TASK DIRECTIONS:
From the text on Amalasuntha below, reproduce the passage starting at "The letters of" and ending at "character of Amalasuntha.", word for word.

SUPPLIED TEXT:
--- start ---

AMALASUNTHA or Amalasuentha, queen of the Ostrogoths (d. 535), daughter of Theodoric, king of the Ostrogoths, was married in 515 to Eutharic, an Ostrogoth of the old Amal line, who had previously been living in Spain. Her husband died, apparently in the early years of her marriage, leaving her with two children, Athalaric and Matasuentha. On the death of her father in 526, she succeeded him, acting as regent for her son, but being herself deeply imbued with the old Roman culture, she gave to that son’s education a more refined and literary turn than suited the ideas of her Gothic subjects. Conscious of her unpopularity she banished, and afterwards put to death, three Gothic nobles whom she suspected of intriguing against her rule, and at the same time opened negotiations with the emperor Justinian with the view of removing herself and the Gothic treasure to Constantinople. Her son’s death in 534 made but little change in the posture of affairs. Amalasuntha, now queen, with a view of strengthening her position, made her cousin Theodahad partner of her throne (not, as sometimes stated, her husband, for his wife was still living). The choice was unfortunate. Theodahad, notwithstanding a varnish of literary culture, was a coward and a scoundrel. He fostered the disaffection of the Goths, and either by his orders or with his permission, Amalasuntha was imprisoned on an island in the Tuscan lake of Bolsena, where in the spring of 535 she was murdered in her bath.

The letters of Cassiodorus, chief minister and literary adviser of Amalasuntha, and the histories of Procopius and Jordanes, give us our chief information as to the character of Amalasuntha.

--- end ---

GIVEN ENTRIES:

--- start ---

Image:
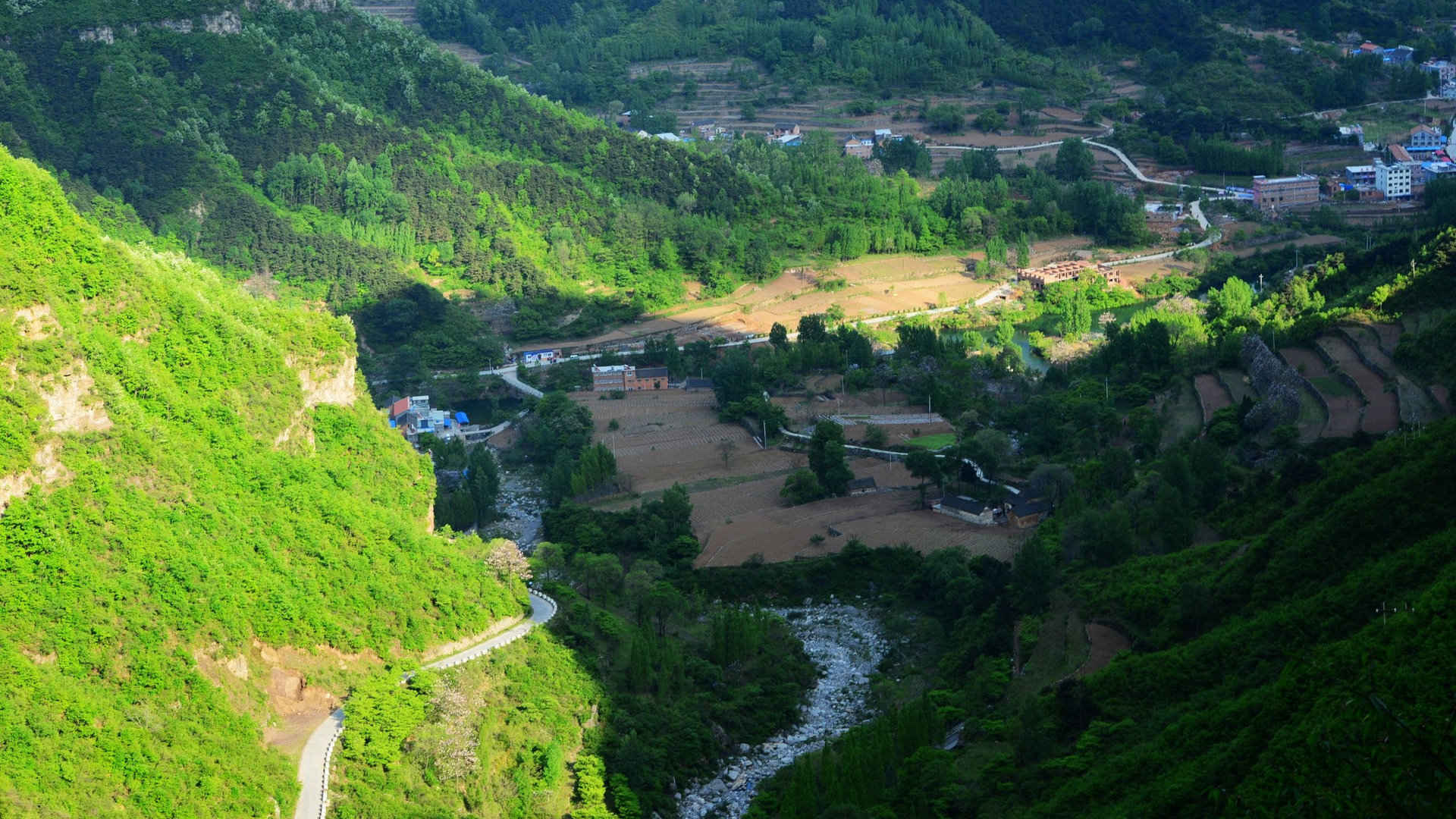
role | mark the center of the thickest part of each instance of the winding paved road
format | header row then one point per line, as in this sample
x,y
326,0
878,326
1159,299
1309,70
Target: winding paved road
x,y
313,765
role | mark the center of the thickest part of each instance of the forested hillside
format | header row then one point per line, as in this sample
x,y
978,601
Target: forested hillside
x,y
1293,668
351,158
187,482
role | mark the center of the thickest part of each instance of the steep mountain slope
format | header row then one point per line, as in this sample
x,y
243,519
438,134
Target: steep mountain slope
x,y
188,484
348,156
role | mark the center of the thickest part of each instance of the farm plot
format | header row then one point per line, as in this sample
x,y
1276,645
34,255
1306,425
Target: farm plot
x,y
1382,413
1375,343
672,436
740,522
1345,407
1238,385
1212,395
1366,340
1181,414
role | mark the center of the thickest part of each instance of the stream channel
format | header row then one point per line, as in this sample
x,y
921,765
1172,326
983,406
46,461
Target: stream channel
x,y
842,640
846,645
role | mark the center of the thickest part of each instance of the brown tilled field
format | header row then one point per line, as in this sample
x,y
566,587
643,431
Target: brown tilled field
x,y
873,286
1345,410
740,522
1210,395
672,436
1383,411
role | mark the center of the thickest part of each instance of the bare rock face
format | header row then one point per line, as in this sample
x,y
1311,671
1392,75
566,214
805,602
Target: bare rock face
x,y
325,6
72,401
223,22
99,34
237,667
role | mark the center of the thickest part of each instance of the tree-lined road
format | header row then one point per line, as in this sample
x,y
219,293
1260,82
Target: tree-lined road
x,y
318,752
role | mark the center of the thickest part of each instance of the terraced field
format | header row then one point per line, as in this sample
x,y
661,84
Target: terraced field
x,y
1345,410
1382,410
1212,395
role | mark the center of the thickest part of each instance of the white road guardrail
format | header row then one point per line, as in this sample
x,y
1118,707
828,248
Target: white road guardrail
x,y
318,752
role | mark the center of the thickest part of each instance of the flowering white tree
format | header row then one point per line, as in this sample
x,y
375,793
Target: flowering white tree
x,y
506,558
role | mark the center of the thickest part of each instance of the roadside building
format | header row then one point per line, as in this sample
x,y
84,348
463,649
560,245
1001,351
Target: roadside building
x,y
967,509
783,129
859,148
533,357
1068,271
414,417
1445,71
1423,139
1432,171
626,378
648,378
1027,512
610,376
1394,181
1360,174
1163,213
1285,191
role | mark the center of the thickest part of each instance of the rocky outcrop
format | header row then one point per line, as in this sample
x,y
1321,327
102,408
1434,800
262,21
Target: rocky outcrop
x,y
226,22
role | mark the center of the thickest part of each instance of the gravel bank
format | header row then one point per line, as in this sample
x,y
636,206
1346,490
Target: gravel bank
x,y
846,645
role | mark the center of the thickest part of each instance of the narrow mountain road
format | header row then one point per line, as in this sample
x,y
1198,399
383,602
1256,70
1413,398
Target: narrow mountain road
x,y
313,765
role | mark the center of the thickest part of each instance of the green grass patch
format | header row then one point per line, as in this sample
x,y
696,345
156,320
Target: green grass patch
x,y
934,442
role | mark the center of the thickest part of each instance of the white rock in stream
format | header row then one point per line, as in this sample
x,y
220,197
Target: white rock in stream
x,y
845,643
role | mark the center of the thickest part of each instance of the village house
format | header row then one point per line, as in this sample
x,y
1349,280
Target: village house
x,y
533,357
967,509
626,378
1027,512
1400,55
859,148
783,129
1445,71
1394,181
1424,137
1068,271
1163,213
1360,174
414,417
1285,191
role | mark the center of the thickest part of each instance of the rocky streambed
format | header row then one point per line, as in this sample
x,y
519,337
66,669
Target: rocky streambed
x,y
522,504
846,643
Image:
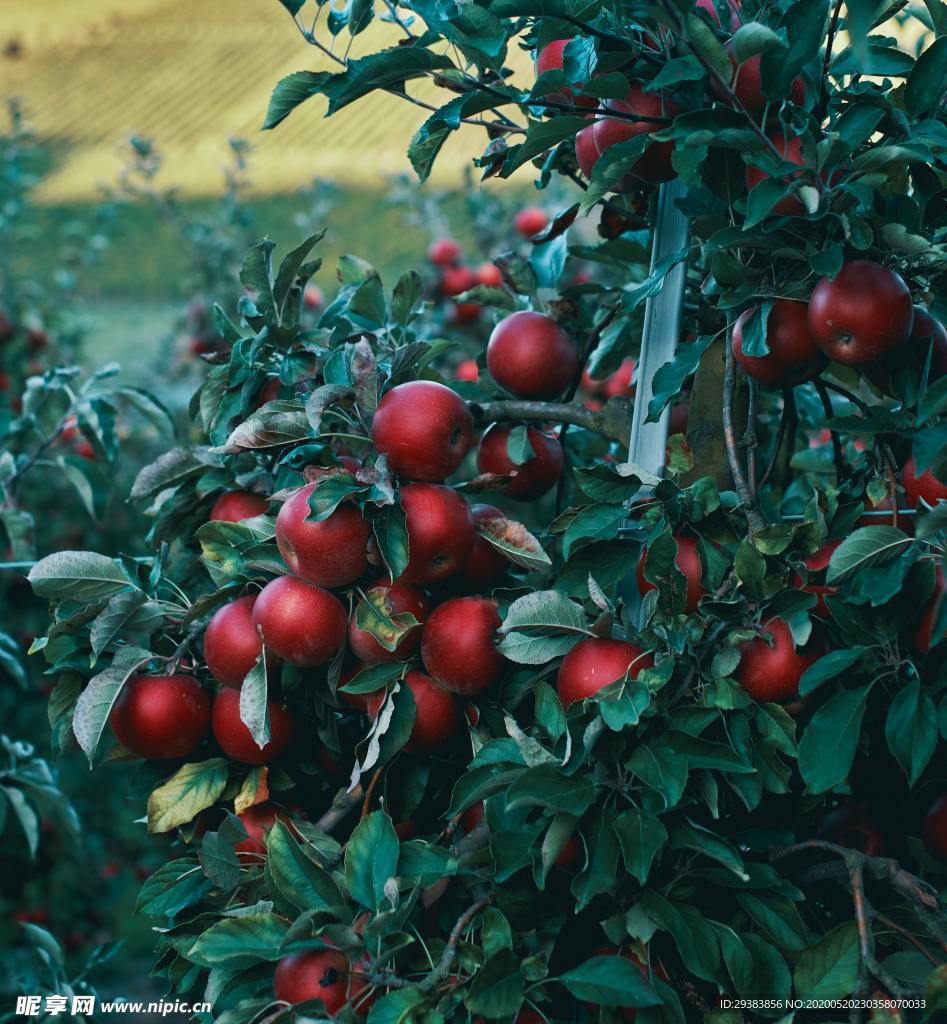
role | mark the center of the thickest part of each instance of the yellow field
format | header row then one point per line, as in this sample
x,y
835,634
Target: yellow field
x,y
189,74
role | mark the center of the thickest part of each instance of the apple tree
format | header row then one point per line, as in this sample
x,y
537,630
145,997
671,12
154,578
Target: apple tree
x,y
621,743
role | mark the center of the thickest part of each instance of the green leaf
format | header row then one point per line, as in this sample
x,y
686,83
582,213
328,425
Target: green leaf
x,y
95,704
250,937
828,667
79,576
641,836
391,534
301,882
924,88
911,729
290,92
829,969
610,981
173,887
827,747
371,859
542,626
866,547
497,989
190,790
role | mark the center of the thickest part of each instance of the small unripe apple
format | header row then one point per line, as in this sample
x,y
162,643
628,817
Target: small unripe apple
x,y
300,623
231,644
923,631
688,561
258,820
551,58
234,506
332,552
531,356
530,221
440,532
533,477
747,86
318,974
587,153
926,487
443,252
486,565
424,429
459,645
234,738
862,314
161,717
654,164
793,356
817,563
489,274
398,598
935,827
436,716
457,280
772,673
595,663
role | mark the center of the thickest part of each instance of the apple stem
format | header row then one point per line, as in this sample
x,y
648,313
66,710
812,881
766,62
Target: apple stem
x,y
837,455
755,519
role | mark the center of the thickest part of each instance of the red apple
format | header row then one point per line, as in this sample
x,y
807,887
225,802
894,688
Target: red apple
x,y
424,429
792,358
234,506
486,565
654,165
234,738
398,598
231,643
855,827
300,623
595,663
530,221
332,552
862,314
161,717
440,531
927,334
436,716
772,673
459,645
533,477
926,487
318,974
688,561
531,356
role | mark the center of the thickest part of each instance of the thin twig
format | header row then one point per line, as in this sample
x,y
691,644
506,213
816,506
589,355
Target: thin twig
x,y
754,518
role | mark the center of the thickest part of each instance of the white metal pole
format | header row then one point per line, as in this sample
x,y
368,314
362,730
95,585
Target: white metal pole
x,y
661,329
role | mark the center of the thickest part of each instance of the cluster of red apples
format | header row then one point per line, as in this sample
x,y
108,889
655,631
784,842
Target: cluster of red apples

--- end ---

RESULT OF THIS TASK:
The letters of Cassiodorus, chief minister and literary adviser of Amalasuntha, and the histories of Procopius and Jordanes, give us our chief information as to the character of Amalasuntha.